━━━━━ Data ━━━━━

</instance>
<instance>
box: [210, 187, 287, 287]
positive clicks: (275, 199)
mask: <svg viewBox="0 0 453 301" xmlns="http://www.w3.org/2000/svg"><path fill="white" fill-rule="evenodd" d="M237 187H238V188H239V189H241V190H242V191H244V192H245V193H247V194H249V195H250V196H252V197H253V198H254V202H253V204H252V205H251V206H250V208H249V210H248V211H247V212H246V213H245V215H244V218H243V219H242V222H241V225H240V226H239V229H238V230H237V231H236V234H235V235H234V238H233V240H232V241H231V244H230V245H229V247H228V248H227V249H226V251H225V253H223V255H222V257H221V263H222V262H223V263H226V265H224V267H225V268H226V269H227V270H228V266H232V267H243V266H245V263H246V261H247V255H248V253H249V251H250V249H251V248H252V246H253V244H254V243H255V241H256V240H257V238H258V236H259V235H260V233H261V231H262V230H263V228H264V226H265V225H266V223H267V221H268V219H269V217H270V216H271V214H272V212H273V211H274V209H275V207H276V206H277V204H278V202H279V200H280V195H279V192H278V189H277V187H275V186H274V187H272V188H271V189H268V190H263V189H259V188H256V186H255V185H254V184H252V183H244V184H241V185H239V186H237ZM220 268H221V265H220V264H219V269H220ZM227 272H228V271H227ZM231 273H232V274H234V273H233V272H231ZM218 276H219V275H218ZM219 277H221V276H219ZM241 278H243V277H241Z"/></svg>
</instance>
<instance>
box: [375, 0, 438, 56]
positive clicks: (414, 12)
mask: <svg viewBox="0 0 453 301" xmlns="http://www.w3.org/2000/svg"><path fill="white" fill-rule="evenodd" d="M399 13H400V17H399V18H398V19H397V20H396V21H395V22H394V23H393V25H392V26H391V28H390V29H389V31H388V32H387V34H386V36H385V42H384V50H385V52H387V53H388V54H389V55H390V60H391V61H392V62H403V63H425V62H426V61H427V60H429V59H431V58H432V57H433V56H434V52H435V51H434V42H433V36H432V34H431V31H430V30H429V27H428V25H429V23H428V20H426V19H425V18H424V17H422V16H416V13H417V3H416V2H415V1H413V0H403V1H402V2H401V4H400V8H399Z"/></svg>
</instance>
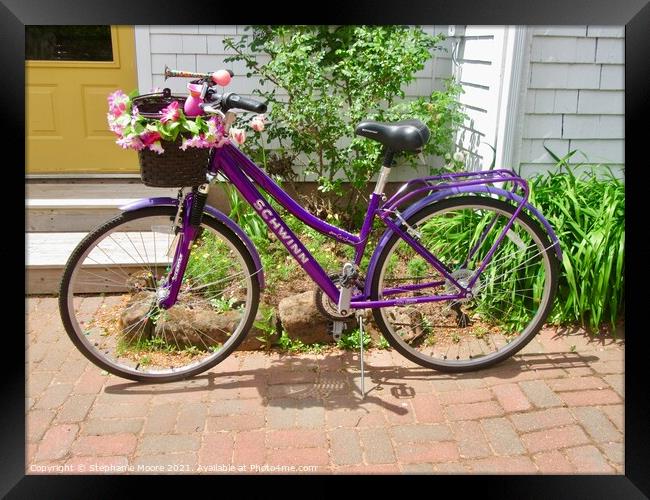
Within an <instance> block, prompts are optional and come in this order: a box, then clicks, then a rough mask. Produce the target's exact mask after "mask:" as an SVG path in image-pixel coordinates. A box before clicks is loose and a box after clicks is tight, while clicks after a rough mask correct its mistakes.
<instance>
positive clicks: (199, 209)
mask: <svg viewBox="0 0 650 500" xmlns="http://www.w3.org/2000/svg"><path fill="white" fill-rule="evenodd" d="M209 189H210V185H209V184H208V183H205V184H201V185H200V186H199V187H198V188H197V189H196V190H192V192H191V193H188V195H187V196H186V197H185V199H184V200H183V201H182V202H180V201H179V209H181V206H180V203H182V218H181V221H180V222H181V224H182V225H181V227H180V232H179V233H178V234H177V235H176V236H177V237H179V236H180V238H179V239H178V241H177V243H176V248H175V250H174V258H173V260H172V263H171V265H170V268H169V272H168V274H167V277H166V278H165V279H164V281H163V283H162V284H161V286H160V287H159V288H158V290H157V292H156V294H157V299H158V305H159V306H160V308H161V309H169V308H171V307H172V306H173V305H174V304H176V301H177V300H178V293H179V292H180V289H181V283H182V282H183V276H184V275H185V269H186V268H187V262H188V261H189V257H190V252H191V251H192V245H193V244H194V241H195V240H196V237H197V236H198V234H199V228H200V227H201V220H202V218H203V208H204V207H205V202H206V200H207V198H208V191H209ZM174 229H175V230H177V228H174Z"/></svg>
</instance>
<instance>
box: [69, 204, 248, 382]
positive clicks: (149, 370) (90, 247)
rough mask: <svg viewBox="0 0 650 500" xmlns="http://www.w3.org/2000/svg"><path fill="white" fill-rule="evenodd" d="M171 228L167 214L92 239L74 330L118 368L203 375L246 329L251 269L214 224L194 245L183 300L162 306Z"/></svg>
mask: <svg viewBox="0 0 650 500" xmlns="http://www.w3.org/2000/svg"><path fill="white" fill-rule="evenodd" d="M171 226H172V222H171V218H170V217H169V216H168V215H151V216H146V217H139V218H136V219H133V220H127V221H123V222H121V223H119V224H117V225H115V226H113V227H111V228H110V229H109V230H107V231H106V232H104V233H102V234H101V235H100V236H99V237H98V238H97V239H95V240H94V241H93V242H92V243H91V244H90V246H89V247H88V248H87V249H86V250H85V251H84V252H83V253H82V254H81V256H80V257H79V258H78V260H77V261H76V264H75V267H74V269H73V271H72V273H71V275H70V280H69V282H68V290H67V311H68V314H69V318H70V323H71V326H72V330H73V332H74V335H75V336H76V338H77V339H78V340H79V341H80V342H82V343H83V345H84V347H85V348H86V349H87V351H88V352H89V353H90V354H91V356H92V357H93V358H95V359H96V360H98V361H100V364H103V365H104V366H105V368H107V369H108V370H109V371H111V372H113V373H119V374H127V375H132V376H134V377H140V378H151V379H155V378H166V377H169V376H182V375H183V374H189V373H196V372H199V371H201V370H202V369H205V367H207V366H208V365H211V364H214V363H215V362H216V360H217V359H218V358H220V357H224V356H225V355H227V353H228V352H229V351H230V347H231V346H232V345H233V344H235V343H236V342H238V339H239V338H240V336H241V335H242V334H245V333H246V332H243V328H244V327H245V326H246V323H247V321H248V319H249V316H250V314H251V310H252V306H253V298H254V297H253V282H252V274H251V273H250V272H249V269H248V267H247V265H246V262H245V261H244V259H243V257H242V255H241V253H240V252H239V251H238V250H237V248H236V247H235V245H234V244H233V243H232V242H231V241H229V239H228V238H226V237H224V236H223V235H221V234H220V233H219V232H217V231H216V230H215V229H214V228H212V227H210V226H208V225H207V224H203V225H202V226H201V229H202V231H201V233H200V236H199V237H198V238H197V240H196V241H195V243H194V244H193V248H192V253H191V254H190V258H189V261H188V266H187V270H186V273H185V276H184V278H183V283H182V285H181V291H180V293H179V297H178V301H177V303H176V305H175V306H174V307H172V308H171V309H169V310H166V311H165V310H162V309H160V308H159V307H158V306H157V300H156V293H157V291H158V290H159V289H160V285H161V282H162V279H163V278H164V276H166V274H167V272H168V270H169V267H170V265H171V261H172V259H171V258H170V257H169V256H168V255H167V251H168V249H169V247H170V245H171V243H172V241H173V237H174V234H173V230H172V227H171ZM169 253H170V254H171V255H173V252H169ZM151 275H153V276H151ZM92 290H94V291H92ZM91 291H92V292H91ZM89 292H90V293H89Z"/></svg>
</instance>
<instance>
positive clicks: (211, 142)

━━━━━

### Exercise
Without the pictures, return each entry exactly as given.

### Solution for this problem
</instance>
<instance>
box: [210, 187, 287, 287]
positive clicks: (275, 199)
mask: <svg viewBox="0 0 453 301" xmlns="http://www.w3.org/2000/svg"><path fill="white" fill-rule="evenodd" d="M237 187H238V188H239V189H241V190H242V191H244V192H245V193H247V194H249V195H250V196H252V197H253V198H254V202H253V204H252V205H251V206H250V208H249V210H248V211H247V212H246V213H245V215H244V218H243V219H242V222H241V225H240V226H239V229H238V230H237V231H236V234H235V235H234V238H233V240H232V241H231V244H230V245H229V247H228V248H227V249H226V251H225V253H223V255H222V257H221V263H222V262H223V263H226V265H224V267H225V268H226V269H227V270H228V266H232V267H243V266H245V263H246V261H247V255H248V253H249V251H250V249H251V248H252V246H253V244H254V243H255V241H256V240H257V238H258V236H259V235H260V233H261V231H262V230H263V228H264V226H265V225H266V223H267V221H268V219H269V217H270V216H271V214H272V212H273V211H274V209H275V207H276V206H277V204H278V202H279V200H280V195H279V192H278V189H277V187H275V186H274V187H272V188H271V189H268V190H263V189H259V188H256V186H255V185H254V184H252V183H244V184H241V185H239V186H237ZM220 268H221V265H220V264H219V269H220ZM227 272H228V271H227ZM231 273H232V274H234V273H233V272H231ZM218 276H219V275H218ZM219 277H221V276H219ZM241 278H243V277H241Z"/></svg>
</instance>
<instance>
box: [375, 0, 438, 56]
positive clicks: (414, 12)
mask: <svg viewBox="0 0 453 301" xmlns="http://www.w3.org/2000/svg"><path fill="white" fill-rule="evenodd" d="M399 13H400V17H399V18H398V19H397V20H396V21H395V22H394V23H393V25H392V26H391V28H390V29H389V31H388V32H387V34H386V36H385V42H384V50H385V52H387V53H388V54H389V55H390V60H391V61H392V62H403V63H425V62H426V61H427V60H429V59H431V58H432V57H433V56H434V52H435V51H434V42H433V36H432V34H431V31H430V30H429V27H428V25H429V23H428V20H426V19H425V18H424V17H422V16H416V13H417V3H416V2H415V1H413V0H403V1H402V2H401V4H400V8H399Z"/></svg>
</instance>
Within an <instance> block, prompts are optional and come in this order: a box, then clicks, then a rough mask. Produce the target's exact mask after "mask:" as an SVG path in image-pixel coordinates. A box before clicks is loose and a box after clicks is tight, while clicks after a rough mask correct its mistakes.
<instance>
positive clicks: (199, 209)
mask: <svg viewBox="0 0 650 500" xmlns="http://www.w3.org/2000/svg"><path fill="white" fill-rule="evenodd" d="M209 189H210V185H209V184H208V183H205V184H201V185H200V186H199V187H198V188H197V189H196V190H192V192H191V193H188V195H187V196H186V197H185V199H184V200H183V201H182V202H180V201H179V209H181V206H180V203H182V218H181V221H180V222H181V224H182V225H181V227H180V232H179V233H178V234H177V235H176V236H177V237H179V236H180V238H179V239H178V241H177V243H176V248H175V250H174V258H173V260H172V263H171V265H170V268H169V272H168V274H167V277H166V278H165V279H164V281H163V283H162V284H161V286H160V287H159V288H158V290H157V292H156V294H157V299H158V305H159V306H160V308H161V309H169V308H171V307H172V306H173V305H174V304H176V301H177V300H178V293H179V292H180V289H181V283H182V282H183V276H184V275H185V269H186V268H187V262H188V261H189V257H190V252H191V251H192V245H193V244H194V241H195V240H196V237H197V236H198V234H199V228H200V227H201V220H202V218H203V208H204V207H205V202H206V200H207V198H208V191H209ZM174 229H175V230H177V228H174Z"/></svg>
</instance>
<instance>
box: [69, 204, 248, 382]
positive clicks: (149, 370) (90, 247)
rough mask: <svg viewBox="0 0 650 500" xmlns="http://www.w3.org/2000/svg"><path fill="white" fill-rule="evenodd" d="M171 228L167 214L92 239L74 330L118 368L203 375L246 329L251 269L214 224L194 245L183 300L162 306Z"/></svg>
mask: <svg viewBox="0 0 650 500" xmlns="http://www.w3.org/2000/svg"><path fill="white" fill-rule="evenodd" d="M171 226H172V222H171V218H170V217H169V216H168V215H151V216H146V217H139V218H136V219H133V220H127V221H123V222H121V223H119V224H117V225H115V226H113V227H111V228H110V229H109V230H107V231H106V232H104V233H102V234H101V235H100V236H99V237H98V238H97V239H95V240H94V241H93V242H92V243H91V244H90V246H89V247H88V248H87V249H86V250H85V251H84V252H83V253H82V254H81V256H80V257H79V258H78V260H77V261H76V264H75V267H74V269H73V271H72V273H71V275H70V280H69V282H68V290H67V311H68V314H69V318H70V323H71V326H72V330H73V332H74V335H75V336H76V338H77V339H78V340H79V341H80V342H82V343H83V345H84V347H85V348H86V349H87V351H88V352H89V353H90V354H91V356H92V357H93V358H95V359H96V360H98V361H100V364H103V365H104V366H105V368H107V369H108V370H109V371H111V372H113V373H119V374H127V375H132V376H134V377H140V378H151V379H155V378H166V377H169V376H182V375H183V374H189V373H196V372H199V371H201V370H202V369H205V367H207V366H208V365H211V364H214V363H215V362H216V360H217V359H218V358H220V357H224V356H225V355H227V353H228V352H229V351H230V347H231V346H232V345H233V344H235V343H236V342H238V339H239V338H240V336H241V335H242V334H245V333H246V332H243V328H244V327H245V326H246V323H247V321H248V319H249V316H250V314H251V310H252V306H253V298H254V297H253V282H252V274H251V273H250V272H249V269H248V267H247V265H246V262H245V261H244V259H243V257H242V255H241V253H240V252H239V251H238V250H237V248H236V247H235V245H234V244H233V243H232V242H231V241H229V239H228V238H226V237H224V236H223V235H221V234H220V233H219V232H217V231H216V230H215V229H214V228H212V227H210V226H208V225H207V224H203V225H202V226H201V229H202V231H201V233H200V236H199V237H198V238H197V240H196V241H195V243H194V244H193V248H192V253H191V254H190V258H189V261H188V266H187V270H186V273H185V276H184V278H183V283H182V285H181V291H180V293H179V297H178V301H177V303H176V305H175V306H174V307H172V308H171V309H169V310H166V311H165V310H162V309H160V308H159V307H158V306H157V300H156V293H157V291H158V290H159V289H160V285H161V282H162V279H163V278H164V276H166V274H167V272H168V270H169V267H170V265H171V261H172V259H171V258H170V257H169V256H168V255H167V251H168V249H169V247H170V245H171V243H172V241H173V237H174V234H173V230H172V227H171ZM169 253H170V254H171V255H173V252H169ZM151 275H153V276H151ZM92 290H94V291H92ZM91 291H92V292H91ZM89 292H90V293H89Z"/></svg>
</instance>
<instance>
positive clicks: (211, 142)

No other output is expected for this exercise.